-Albert Dupontel ; 2017-

Alors qu’il vient de sauver la vie d’Albert sur un champ de bataille, Édouard est dévisagé par un éclat d’obus. En froid avec son père et humilié par sa condition, le jeune homme décidera de monter une arnaque au côté d’Albert pour tirer profit de cette guerre qui lui a ôté la vie.

Un chien-messager lancé en pleine course dans le terrain miné des tranchées. Telles sont les premières images d’Au revoir là-haut, filmées de manière virtuose en traveling vertical dans ce qui semble être une introduction entièrement en plan-séquence. Magie du montage comme nous l’apprendra plus tard Albert Dupontel, metteur en scène de cette adaptation et homonyme de son narrateur tiré du roman de Pierre Lemaître. Une œuvre consacrée à la Première guerre mondiale et ses conséquences tant collectives qu’individuelles, conflit retranscrit avec réalisme et spectaculaire par le réalisateur de Bernie et de 9 mois fermes. Et pour cause : les premières scènes du film sont un vrai travail de virtuose, la bataille faisant rage et plongeant immédiatement le public en son cœur. Une plongée dans l’horreur qui traduit bien toute l’absurdité du conflit – qui aurait dû par ailleurs être ici suspendu par une amnistie – et nous permet également de faire la connaissance d’un personnage clé du récit. Le colonel Pradelle apparaît ici dans tout son égoïsme et son aveuglement, leader effrayant bien décidé à retirer de cette guerre toute la violence possible. Une soif de pouvoir et de sang qui fera perdre la vie à bon nombre de ses soldats, l’hybris de cet homme lui conférant toute sa dangerosité. Un homme incarné avec justesse par Laurent Lafitte bien que son caractère menaçant et meurtrier ait été diminué au profit du côté pince sans rire du personnage, trait devenu courant dans la filmographie de l’acteur. L’effet de terreur de celui qu’il incarne sur Albert, soldat sauvé de la mort par le jeune Edouard, n’en demeure pas moins des plus efficaces.

## Consigne a:
Selon l'extrait consacré au film Au revoir là-haut, quel acteur incarne le colonel Pradelle ?
Ces enregistrements n'ont aucun lien avec l'extrait.

## Enregistrements stockés du jeu de données:
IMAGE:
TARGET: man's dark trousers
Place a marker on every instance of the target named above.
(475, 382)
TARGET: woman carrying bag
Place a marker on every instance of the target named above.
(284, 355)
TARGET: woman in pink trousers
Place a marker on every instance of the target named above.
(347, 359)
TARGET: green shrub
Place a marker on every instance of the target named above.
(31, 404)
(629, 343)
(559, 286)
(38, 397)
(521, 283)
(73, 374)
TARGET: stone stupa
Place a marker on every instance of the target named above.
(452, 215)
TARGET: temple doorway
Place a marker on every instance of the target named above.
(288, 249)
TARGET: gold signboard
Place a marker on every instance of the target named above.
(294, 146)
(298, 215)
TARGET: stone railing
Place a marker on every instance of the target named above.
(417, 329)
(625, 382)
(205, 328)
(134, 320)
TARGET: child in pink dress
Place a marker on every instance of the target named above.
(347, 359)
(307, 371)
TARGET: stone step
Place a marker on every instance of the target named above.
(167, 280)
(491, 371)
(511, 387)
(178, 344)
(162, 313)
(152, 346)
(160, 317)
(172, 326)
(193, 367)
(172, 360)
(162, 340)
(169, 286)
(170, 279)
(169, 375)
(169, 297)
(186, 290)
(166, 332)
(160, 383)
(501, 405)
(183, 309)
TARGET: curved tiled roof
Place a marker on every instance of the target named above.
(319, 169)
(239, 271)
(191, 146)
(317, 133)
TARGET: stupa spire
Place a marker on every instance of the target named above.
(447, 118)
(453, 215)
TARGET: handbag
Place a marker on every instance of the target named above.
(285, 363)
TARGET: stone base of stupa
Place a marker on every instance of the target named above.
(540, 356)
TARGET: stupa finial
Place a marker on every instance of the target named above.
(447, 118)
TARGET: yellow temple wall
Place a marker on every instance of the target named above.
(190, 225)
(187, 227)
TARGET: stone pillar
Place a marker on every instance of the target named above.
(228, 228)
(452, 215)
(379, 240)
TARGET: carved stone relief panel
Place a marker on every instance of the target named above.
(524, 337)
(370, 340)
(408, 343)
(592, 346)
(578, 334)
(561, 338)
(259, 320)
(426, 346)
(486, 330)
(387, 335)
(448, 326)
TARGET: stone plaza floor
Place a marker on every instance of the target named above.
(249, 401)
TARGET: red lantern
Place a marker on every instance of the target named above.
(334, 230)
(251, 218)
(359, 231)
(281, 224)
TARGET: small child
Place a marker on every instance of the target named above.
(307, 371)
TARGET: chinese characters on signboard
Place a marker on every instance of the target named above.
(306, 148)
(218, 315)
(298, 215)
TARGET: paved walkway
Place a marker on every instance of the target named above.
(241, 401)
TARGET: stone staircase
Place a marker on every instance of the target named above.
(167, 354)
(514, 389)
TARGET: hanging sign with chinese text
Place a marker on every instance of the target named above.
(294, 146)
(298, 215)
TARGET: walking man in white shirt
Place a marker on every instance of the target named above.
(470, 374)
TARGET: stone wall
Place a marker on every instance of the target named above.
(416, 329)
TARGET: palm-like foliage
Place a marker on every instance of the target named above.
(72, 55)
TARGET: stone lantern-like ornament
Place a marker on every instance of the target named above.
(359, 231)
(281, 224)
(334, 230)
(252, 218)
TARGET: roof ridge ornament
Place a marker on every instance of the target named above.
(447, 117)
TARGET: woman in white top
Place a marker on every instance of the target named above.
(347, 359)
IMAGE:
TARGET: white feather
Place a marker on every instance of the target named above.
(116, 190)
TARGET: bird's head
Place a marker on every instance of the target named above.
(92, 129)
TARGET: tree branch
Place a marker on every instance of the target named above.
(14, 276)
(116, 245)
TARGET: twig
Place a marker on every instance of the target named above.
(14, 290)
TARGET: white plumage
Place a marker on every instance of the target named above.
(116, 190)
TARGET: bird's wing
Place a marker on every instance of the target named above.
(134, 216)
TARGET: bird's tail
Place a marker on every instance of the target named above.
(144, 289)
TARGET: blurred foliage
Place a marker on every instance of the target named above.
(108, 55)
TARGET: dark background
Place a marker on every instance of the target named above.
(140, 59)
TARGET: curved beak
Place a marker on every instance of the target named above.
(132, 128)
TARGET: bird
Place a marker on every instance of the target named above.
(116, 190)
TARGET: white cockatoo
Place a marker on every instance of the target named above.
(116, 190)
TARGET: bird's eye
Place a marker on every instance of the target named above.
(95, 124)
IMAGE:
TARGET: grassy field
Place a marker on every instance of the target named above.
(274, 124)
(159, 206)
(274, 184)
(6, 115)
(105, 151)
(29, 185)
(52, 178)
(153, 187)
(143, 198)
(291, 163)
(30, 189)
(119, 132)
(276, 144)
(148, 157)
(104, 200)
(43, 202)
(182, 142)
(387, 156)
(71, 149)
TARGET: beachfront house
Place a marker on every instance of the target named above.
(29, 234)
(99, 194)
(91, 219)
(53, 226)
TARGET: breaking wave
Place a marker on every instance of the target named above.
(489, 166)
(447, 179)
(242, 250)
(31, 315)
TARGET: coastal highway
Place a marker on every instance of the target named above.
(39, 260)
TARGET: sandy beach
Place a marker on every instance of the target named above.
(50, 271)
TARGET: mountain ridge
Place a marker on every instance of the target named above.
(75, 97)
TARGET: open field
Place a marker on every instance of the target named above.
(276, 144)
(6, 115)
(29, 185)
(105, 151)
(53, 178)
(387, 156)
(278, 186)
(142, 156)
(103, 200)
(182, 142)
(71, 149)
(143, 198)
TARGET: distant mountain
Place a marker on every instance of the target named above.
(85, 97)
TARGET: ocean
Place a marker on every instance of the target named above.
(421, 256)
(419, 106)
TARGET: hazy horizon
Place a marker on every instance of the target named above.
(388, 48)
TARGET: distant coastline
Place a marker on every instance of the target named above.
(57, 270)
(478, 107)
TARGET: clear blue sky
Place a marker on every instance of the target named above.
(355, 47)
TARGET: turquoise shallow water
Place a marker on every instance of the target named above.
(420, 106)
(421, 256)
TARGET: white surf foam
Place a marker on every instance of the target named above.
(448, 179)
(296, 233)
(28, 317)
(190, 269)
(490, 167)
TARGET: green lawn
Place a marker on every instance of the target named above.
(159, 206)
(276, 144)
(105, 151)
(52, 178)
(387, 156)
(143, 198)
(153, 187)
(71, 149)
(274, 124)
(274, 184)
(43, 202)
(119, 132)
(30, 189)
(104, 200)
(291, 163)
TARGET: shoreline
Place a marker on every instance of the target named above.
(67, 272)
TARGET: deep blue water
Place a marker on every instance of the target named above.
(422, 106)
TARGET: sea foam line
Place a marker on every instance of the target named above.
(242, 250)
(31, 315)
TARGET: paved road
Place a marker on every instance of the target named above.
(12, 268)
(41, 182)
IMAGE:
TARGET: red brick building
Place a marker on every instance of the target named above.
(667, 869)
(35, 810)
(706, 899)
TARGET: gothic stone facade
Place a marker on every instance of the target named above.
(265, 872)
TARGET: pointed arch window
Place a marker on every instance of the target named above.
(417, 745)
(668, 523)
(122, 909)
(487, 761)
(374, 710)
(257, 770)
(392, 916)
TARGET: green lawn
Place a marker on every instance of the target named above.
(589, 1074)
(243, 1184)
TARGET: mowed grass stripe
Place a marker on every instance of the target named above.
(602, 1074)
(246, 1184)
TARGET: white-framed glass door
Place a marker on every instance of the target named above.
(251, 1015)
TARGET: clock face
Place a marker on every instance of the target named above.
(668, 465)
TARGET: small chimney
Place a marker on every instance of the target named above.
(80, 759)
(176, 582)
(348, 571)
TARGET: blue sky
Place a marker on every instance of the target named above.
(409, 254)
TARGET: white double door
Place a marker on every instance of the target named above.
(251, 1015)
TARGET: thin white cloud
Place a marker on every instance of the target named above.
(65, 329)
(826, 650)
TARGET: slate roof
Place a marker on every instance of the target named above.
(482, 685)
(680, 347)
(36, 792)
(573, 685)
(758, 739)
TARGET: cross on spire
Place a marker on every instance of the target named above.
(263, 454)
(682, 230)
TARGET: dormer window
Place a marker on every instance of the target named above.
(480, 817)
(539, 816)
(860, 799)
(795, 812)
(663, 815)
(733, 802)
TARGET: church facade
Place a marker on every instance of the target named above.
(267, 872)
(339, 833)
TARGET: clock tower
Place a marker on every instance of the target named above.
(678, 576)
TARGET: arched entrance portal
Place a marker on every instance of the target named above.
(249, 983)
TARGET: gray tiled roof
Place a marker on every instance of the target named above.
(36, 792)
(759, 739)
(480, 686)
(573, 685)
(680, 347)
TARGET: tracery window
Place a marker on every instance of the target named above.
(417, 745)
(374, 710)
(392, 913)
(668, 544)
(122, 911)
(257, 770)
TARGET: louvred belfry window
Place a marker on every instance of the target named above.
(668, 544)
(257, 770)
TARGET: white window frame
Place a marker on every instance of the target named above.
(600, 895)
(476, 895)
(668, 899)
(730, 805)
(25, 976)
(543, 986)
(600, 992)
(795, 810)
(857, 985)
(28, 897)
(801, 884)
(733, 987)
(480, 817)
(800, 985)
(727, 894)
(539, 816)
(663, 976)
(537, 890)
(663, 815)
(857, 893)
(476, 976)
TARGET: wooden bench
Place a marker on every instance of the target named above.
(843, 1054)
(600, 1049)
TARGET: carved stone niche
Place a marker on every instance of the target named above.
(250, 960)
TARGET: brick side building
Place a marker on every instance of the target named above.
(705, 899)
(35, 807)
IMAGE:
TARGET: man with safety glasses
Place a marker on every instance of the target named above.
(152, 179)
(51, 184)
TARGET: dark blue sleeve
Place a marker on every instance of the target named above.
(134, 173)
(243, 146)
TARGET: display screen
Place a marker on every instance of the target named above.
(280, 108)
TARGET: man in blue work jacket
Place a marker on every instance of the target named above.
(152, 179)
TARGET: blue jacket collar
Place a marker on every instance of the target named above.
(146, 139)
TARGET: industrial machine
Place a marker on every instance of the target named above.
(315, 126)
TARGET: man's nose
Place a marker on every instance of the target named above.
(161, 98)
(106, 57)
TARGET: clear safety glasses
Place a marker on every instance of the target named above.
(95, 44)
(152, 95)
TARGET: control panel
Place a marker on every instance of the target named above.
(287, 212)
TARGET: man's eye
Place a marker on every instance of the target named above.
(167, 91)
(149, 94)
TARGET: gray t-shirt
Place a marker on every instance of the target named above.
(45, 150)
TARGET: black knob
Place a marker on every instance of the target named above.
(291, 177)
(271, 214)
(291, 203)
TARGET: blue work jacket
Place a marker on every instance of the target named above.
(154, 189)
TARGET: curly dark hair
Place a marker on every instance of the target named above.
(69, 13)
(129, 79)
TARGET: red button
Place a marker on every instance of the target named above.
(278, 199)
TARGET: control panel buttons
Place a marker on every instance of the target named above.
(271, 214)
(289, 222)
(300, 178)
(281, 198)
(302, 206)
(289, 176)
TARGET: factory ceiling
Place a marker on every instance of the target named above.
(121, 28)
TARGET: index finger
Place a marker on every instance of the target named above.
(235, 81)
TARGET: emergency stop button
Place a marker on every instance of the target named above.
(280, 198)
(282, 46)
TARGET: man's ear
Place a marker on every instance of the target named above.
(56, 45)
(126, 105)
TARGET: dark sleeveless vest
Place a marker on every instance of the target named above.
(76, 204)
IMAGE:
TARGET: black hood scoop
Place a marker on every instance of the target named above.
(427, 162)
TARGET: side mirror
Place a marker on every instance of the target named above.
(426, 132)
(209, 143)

## Consigne b:
Sélectionnez chaque ligne des enregistrements qui contient la chaîne "foam", en tenant compte de la casse.

## Réponse rédigée a:
Le colonel Pradelle est incarné par Laurent Lafitte.

## Réponse rédigée b:
TARGET: white surf foam
TARGET: sea foam line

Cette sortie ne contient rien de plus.